#### PROVIDED INFORMATION
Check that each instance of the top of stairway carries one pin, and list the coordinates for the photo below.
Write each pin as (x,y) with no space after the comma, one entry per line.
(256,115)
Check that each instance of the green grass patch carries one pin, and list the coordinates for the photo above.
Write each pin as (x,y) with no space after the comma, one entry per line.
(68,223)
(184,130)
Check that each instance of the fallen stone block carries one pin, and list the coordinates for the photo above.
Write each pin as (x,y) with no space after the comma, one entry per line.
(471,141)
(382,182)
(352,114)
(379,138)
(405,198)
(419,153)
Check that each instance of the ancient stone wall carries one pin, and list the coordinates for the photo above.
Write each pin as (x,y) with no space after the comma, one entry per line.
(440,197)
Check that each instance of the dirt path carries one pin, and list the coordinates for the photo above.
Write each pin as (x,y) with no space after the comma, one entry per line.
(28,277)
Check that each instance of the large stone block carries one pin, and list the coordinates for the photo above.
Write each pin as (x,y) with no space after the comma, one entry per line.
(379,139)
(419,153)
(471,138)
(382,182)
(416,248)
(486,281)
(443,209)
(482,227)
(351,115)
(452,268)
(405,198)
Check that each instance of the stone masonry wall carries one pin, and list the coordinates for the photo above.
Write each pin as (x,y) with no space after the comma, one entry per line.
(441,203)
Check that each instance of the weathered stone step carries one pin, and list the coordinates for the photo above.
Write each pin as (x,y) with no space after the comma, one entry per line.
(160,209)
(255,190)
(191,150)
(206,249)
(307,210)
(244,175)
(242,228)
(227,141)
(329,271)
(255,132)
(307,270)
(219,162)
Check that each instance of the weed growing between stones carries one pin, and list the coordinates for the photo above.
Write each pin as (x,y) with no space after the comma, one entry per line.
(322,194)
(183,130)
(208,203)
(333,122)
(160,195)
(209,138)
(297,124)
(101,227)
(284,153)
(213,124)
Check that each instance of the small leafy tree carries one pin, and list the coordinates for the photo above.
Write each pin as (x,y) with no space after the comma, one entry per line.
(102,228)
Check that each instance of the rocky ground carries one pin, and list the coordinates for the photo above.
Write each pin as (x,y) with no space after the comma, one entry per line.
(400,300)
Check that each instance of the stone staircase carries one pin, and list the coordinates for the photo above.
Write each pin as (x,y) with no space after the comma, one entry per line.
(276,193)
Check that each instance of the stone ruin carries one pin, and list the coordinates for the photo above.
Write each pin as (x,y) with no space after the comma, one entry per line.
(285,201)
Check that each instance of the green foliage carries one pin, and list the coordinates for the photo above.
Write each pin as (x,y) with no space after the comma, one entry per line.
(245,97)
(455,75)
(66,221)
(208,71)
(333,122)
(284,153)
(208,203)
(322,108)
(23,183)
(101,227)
########
▸ YOUR TASK
Copy out every line from the material above where the string "green" turns up.

▸ ANSWER BOX
Check that each instance of the green grass patch carries one pin, and list the coordinates for the photo above.
Check that each instance of the green foliage carries one pin, and list the coordinates for the photo above.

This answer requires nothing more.